Extracted records:
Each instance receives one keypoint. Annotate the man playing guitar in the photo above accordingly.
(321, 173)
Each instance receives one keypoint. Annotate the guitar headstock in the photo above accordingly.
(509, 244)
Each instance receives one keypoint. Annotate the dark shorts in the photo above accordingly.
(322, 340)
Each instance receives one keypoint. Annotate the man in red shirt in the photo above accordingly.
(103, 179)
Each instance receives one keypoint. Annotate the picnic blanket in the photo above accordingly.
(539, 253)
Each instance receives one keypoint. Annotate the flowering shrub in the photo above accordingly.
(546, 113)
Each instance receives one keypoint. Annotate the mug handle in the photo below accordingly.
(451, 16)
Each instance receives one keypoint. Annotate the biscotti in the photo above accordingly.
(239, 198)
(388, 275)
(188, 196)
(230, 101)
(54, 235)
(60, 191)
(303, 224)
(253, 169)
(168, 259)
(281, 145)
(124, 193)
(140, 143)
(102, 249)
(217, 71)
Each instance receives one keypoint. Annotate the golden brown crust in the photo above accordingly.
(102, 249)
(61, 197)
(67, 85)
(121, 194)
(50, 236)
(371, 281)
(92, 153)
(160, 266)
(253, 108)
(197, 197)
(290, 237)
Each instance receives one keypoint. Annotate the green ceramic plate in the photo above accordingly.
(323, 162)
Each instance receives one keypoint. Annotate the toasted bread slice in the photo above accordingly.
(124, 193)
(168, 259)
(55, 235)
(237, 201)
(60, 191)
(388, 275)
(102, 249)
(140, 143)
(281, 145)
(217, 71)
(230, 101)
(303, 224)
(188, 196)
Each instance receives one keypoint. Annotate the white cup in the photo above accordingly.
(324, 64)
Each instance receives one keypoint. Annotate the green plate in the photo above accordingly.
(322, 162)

Work instructions: The whole listing needs copying. Write it out exactly.

Completed exercise:
Each instance receives one keypoint. Annotate the man playing guitar in the photo above accordingly.
(321, 173)
Each instance receives one keypoint. Annotate the guitar headstock in the photo above accordingly.
(509, 244)
Each instance receives one keypoint. Annotate the dark shorts in the photo above accordingly.
(322, 340)
Each instance receives one keypoint. Annotate the man in red shirt in the photo above accordingly.
(103, 179)
Each instance receives one keypoint. Annotate the picnic blanket in the photo above accordingly.
(539, 253)
Each instance receives one keypoint. Annotate the flowering shrub in the photo above accordingly.
(546, 113)
Each instance receives one keypoint. Annotate the mug handle in the photo below accordingly.
(451, 16)
Each instance receives one keypoint. Annotate the biscotti in the photo above accordingly.
(239, 198)
(388, 275)
(188, 196)
(230, 101)
(54, 235)
(60, 191)
(303, 224)
(253, 169)
(168, 259)
(281, 145)
(124, 193)
(140, 143)
(102, 249)
(217, 71)
Each instance receives one keypoint. Annotate the golden brown crust in the photo above accordingly.
(102, 249)
(61, 197)
(67, 85)
(121, 194)
(50, 236)
(371, 281)
(92, 153)
(160, 266)
(253, 108)
(197, 197)
(290, 237)
Each instance receives one keypoint. Annotate the green ceramic plate in the photo above accordingly.
(323, 162)
Each instance receives one keypoint. Annotate the toasted bread slice in the photo above accordingly.
(124, 193)
(168, 259)
(55, 235)
(237, 201)
(60, 191)
(388, 275)
(102, 249)
(140, 143)
(281, 145)
(217, 71)
(230, 101)
(303, 224)
(188, 196)
Each instance receives one keypoint. Annotate the white cup in the photo above accordingly.
(324, 64)
Each instance receives one keypoint. Annotate the green plate in the photo above accordingly.
(322, 162)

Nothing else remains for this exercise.